**What is expected**
Without including any pictures, write out the data below exactly.

-- Data for review follows --

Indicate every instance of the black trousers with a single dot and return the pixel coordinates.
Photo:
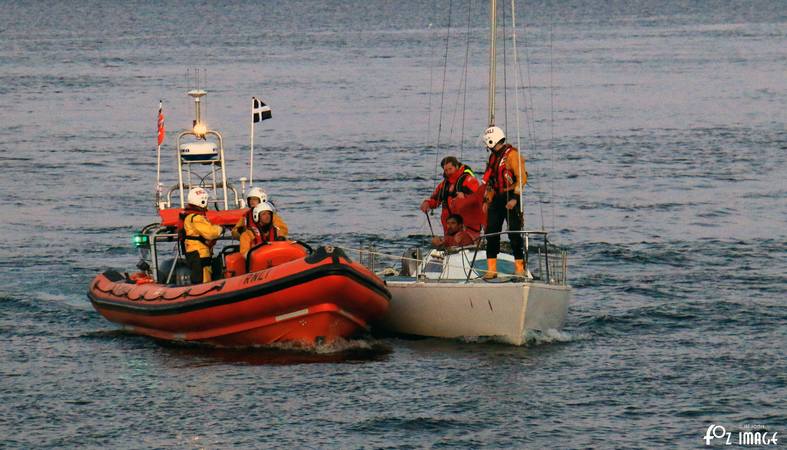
(496, 215)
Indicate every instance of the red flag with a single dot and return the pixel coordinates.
(161, 130)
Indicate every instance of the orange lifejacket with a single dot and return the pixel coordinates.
(450, 187)
(261, 235)
(498, 175)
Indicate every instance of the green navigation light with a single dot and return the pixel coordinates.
(140, 240)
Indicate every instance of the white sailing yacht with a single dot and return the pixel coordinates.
(442, 294)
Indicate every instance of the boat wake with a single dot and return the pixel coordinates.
(532, 338)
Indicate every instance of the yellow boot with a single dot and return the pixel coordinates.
(519, 267)
(491, 269)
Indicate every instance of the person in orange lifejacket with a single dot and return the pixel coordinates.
(254, 198)
(456, 235)
(261, 230)
(502, 182)
(198, 236)
(456, 194)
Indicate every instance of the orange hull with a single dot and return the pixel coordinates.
(311, 300)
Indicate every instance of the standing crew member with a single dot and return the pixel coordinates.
(501, 196)
(198, 236)
(254, 198)
(455, 194)
(261, 230)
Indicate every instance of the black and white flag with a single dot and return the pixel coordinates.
(259, 110)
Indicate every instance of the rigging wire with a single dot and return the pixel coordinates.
(461, 93)
(553, 200)
(442, 93)
(428, 133)
(531, 122)
(505, 71)
(516, 101)
(464, 100)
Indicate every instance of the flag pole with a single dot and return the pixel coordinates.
(251, 146)
(159, 136)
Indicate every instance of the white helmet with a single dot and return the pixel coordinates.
(263, 206)
(198, 197)
(492, 136)
(257, 192)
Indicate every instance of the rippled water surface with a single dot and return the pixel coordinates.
(660, 168)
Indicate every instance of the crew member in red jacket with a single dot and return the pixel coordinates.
(458, 193)
(456, 235)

-- Data for review concluded --

**Expected answer**
Indicate every instance of the black trousers with a single dot and return the pixel coordinates.
Photo:
(496, 215)
Indicate every instance of the red flag with a single dot and return the pixel coordinates.
(161, 130)
Indicate every instance of the orange lifejacket with a single dot and return the pixel coordinates.
(450, 187)
(261, 235)
(498, 175)
Indicate every instance of the green navigation light with a single dot and return the pixel coordinates.
(140, 240)
Indicate every instance of the white sailing yacht with a single dot and return the pixel coordinates.
(442, 294)
Indicate every instance of the boat wake with a single dot and return the pixel coordinates.
(532, 338)
Indicate every instance of the yellow boot with a single dot and return the pixel coordinates.
(519, 267)
(491, 269)
Indicate every instance of the person in orange lifejacket with a single dot and return the pixel coordinates.
(254, 198)
(456, 235)
(261, 230)
(502, 182)
(198, 236)
(456, 194)
Indicate every instance of the orange hull with a single dot and return the pixel coordinates.
(311, 300)
Indicate every instance of the standing crew member with a single dot and return the pixel coordinates.
(501, 196)
(198, 236)
(254, 198)
(455, 194)
(261, 230)
Indicate every instance of the black and white flag with a single dot and return the pixel coordinates.
(259, 110)
Indicate every instance of the rigging wire with a single dot and return the pixel coordinates.
(461, 93)
(553, 200)
(442, 93)
(428, 133)
(531, 122)
(505, 71)
(516, 101)
(464, 100)
Indicate every instance of the flag pole with a single dot and return the pixel coordinates.
(251, 146)
(159, 136)
Indicate every instance of the white helmet with a single dot and return the pixel coordinates.
(263, 206)
(198, 197)
(492, 136)
(257, 192)
Indicate every instance of the rippled water surface with a single dot and return the pixel coordinates.
(660, 168)
Indicate every instance of the crew member in red jacket with a single dot and return the pixel coordinates.
(458, 193)
(456, 235)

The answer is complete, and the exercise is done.